Extracted records
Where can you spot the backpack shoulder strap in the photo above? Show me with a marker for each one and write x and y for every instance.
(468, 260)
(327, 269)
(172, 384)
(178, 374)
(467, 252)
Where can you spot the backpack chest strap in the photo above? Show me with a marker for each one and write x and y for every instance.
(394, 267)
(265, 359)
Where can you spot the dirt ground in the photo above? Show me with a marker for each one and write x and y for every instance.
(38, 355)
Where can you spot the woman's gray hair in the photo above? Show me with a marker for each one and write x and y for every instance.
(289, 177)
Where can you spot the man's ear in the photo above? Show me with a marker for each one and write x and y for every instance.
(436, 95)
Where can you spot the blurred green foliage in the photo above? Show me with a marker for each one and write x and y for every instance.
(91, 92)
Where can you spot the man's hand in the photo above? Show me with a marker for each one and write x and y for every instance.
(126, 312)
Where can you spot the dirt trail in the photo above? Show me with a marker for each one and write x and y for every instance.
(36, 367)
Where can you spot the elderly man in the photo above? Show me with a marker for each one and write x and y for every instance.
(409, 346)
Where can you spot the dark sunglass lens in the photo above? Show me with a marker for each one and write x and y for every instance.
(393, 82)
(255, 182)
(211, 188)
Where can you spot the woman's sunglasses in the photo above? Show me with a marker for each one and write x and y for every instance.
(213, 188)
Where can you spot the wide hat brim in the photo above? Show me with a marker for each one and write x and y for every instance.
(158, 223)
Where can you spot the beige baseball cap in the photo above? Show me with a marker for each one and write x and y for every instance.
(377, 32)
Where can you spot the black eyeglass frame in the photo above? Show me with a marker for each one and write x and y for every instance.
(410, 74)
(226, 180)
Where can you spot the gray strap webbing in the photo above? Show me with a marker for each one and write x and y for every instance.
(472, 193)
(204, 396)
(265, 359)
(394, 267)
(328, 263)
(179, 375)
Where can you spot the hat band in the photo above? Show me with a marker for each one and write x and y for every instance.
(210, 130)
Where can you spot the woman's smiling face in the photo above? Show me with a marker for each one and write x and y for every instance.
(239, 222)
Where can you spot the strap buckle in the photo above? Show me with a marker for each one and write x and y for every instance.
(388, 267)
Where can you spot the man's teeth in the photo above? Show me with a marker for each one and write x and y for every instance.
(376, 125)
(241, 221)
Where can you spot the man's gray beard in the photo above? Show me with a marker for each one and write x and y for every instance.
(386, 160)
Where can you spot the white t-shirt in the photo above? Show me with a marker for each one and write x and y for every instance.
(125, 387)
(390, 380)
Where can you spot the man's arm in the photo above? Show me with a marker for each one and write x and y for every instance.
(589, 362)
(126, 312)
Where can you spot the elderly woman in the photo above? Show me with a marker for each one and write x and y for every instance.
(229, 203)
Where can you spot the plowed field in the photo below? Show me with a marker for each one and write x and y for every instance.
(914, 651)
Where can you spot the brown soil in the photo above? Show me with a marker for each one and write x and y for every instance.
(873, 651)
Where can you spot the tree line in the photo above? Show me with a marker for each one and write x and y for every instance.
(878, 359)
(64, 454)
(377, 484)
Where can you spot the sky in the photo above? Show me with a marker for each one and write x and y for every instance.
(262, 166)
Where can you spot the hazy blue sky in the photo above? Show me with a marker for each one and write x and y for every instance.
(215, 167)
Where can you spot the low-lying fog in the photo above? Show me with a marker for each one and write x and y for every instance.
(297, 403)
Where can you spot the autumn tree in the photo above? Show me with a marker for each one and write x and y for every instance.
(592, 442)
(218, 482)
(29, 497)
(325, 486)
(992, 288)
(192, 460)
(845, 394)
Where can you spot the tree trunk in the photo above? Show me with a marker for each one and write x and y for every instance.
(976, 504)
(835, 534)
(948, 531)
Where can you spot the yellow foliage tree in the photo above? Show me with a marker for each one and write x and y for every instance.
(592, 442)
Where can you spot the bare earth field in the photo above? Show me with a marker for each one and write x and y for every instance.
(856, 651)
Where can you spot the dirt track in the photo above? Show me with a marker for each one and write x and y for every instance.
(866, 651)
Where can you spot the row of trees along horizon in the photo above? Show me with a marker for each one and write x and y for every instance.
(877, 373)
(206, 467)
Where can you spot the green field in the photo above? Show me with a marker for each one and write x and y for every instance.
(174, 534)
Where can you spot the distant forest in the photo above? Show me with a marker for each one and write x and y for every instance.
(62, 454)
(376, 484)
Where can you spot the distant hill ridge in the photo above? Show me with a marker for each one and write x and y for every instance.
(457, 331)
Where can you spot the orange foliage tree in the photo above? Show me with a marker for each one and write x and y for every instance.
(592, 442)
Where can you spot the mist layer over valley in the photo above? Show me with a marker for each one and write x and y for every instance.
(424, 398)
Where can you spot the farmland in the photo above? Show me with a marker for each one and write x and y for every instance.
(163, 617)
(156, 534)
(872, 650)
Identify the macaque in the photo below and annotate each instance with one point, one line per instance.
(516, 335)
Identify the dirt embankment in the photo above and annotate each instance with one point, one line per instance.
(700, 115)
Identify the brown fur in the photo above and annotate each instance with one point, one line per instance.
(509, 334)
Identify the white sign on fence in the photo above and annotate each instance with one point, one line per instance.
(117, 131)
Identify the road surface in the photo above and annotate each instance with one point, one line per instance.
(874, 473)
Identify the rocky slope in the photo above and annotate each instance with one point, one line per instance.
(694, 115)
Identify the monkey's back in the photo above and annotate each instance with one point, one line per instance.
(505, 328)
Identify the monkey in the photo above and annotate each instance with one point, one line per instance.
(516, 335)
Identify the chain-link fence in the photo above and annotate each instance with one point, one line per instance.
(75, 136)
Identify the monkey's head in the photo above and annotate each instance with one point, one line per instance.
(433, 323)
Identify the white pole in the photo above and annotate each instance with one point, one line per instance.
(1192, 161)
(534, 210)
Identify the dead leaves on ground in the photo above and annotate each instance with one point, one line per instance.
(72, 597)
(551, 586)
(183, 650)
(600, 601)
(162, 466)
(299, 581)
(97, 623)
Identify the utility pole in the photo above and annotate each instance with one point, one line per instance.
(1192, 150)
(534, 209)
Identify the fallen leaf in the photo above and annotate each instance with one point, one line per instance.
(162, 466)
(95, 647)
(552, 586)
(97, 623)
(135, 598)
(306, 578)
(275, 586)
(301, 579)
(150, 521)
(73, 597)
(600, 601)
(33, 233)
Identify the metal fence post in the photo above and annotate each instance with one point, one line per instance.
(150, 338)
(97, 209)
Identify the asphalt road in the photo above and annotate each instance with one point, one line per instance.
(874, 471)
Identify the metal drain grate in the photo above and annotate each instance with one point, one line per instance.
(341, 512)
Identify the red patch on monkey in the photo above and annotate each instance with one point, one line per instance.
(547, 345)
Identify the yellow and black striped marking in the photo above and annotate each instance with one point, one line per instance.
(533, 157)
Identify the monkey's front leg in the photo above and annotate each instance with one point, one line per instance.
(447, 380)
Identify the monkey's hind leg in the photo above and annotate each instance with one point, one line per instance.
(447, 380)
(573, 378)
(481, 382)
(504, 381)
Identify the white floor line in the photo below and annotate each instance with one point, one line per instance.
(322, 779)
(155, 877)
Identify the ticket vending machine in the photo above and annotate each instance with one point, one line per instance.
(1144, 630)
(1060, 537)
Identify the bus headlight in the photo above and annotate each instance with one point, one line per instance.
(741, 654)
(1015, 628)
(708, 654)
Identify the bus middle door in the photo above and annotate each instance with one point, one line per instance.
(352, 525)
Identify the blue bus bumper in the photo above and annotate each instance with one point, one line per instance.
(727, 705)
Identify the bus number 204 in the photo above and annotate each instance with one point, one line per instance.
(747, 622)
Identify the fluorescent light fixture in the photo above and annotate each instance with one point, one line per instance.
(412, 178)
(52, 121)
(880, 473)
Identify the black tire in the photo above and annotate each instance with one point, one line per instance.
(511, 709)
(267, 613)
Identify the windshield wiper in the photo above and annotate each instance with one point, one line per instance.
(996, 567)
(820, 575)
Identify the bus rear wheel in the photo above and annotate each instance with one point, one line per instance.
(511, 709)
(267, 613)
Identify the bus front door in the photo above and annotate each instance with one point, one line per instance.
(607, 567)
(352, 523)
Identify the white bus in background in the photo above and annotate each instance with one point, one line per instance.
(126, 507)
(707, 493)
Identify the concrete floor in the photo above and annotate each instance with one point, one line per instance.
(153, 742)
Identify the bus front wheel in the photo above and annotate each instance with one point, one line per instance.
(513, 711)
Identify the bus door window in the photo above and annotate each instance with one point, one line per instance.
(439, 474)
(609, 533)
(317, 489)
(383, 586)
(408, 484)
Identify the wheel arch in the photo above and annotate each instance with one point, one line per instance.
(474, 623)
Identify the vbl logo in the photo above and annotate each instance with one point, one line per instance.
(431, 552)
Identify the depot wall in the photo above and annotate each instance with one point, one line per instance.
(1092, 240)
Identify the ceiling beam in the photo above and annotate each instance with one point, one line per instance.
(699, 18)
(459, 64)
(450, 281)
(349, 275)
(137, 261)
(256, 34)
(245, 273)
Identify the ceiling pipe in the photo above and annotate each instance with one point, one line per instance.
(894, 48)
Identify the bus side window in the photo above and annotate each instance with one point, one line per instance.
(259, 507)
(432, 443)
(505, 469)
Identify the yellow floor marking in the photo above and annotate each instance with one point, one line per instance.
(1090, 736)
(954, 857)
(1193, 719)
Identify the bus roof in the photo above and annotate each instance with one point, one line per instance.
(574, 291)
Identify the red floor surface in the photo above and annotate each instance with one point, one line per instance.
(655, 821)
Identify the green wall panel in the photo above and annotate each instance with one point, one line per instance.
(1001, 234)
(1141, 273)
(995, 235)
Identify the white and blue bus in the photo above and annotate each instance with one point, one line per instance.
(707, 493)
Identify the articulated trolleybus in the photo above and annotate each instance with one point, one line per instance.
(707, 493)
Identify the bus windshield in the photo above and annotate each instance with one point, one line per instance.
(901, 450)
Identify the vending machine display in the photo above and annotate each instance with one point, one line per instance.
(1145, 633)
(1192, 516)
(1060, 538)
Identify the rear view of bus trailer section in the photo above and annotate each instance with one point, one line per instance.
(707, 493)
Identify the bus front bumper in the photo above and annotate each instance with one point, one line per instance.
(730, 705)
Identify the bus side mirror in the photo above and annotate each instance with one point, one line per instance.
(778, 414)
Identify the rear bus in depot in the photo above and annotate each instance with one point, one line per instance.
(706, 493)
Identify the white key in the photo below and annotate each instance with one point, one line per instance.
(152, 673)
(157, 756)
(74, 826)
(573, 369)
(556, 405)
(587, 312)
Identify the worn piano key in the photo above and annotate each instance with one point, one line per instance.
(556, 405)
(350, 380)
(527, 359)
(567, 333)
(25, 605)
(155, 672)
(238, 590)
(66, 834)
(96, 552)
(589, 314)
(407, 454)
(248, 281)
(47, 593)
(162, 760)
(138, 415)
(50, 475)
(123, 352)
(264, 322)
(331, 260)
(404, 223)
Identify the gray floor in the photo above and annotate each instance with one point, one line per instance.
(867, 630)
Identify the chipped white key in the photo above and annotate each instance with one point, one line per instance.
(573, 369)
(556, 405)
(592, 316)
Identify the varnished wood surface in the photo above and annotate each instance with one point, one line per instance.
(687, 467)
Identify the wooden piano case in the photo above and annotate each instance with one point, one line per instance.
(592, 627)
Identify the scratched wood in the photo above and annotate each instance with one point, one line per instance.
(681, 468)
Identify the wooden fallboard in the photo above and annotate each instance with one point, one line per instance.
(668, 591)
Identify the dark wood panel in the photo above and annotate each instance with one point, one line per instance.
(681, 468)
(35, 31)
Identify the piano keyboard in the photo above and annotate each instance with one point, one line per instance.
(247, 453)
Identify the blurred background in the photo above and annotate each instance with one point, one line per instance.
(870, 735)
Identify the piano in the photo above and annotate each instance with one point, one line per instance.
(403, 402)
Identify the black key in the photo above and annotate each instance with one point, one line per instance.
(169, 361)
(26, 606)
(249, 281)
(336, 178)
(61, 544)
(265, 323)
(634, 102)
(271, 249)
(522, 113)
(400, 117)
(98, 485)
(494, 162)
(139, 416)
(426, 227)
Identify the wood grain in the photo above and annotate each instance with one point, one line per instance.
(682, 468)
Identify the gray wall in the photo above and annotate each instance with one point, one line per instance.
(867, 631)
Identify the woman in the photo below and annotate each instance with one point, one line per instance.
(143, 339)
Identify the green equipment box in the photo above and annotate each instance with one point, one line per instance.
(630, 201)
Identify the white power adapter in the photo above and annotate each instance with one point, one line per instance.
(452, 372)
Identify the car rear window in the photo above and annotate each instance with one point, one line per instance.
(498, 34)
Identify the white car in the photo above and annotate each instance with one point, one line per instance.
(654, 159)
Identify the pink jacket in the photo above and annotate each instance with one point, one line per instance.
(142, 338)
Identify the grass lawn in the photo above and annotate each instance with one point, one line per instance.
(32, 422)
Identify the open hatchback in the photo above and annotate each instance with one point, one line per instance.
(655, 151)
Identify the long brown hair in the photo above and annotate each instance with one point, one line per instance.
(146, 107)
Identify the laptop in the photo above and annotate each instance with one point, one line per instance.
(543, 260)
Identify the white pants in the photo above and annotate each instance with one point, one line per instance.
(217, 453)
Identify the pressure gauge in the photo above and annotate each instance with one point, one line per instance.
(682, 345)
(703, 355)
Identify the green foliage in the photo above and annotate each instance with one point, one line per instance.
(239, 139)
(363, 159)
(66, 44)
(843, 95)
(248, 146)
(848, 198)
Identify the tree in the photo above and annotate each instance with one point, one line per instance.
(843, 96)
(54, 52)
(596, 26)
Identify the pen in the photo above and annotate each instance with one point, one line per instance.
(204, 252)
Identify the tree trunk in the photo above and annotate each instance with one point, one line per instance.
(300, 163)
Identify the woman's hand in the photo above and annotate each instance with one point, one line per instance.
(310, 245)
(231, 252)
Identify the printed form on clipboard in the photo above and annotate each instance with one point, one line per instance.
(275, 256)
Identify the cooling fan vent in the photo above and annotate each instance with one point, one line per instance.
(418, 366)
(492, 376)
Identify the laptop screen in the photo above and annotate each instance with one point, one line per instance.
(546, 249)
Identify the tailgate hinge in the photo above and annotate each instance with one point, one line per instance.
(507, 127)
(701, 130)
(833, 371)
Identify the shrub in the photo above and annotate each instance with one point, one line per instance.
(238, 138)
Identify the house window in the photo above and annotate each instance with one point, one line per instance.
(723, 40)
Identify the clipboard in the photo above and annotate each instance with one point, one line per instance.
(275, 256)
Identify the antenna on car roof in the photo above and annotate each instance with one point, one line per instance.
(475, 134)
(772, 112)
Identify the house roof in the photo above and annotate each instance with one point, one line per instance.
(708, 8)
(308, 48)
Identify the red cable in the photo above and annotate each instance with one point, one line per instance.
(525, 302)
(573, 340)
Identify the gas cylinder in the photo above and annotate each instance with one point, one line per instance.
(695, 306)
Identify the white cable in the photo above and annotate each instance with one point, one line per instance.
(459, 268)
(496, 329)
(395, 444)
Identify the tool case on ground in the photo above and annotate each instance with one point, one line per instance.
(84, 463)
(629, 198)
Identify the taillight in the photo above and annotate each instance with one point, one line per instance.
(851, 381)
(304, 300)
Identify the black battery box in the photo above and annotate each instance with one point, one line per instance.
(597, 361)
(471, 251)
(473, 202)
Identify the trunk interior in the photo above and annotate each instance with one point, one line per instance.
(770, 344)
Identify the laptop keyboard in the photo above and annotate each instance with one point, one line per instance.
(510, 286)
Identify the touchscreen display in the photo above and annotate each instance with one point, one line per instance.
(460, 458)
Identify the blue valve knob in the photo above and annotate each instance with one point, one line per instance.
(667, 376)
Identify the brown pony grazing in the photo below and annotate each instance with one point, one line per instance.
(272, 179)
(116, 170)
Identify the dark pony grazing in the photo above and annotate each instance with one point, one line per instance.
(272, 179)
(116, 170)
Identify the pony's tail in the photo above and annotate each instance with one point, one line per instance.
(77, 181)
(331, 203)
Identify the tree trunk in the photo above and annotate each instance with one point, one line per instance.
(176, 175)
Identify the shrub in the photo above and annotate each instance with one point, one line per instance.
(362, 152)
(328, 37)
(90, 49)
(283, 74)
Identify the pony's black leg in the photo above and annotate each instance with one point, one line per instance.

▶ Exercise details
Beginning with the line that has "Identify the dark pony", set down every line of the entries above through the final one, unchanged.

▶ Answer for the task
Identify the dark pony grazing in the photo above and annotate each instance with one point, one line per instance.
(272, 179)
(116, 170)
Identify the pony's tail in the photo above and annotate each instance with one point, one line per instance.
(77, 181)
(331, 203)
Identify the tree trunk in the photo above and annotate each instance with one point, one line per instance.
(176, 175)
Identify the shrub in the photo above and annotate each instance with one point, one line per instance.
(362, 152)
(328, 37)
(90, 49)
(283, 74)
Identify the pony's black leg in the photo above and annotate each instance with one point, one line per instance.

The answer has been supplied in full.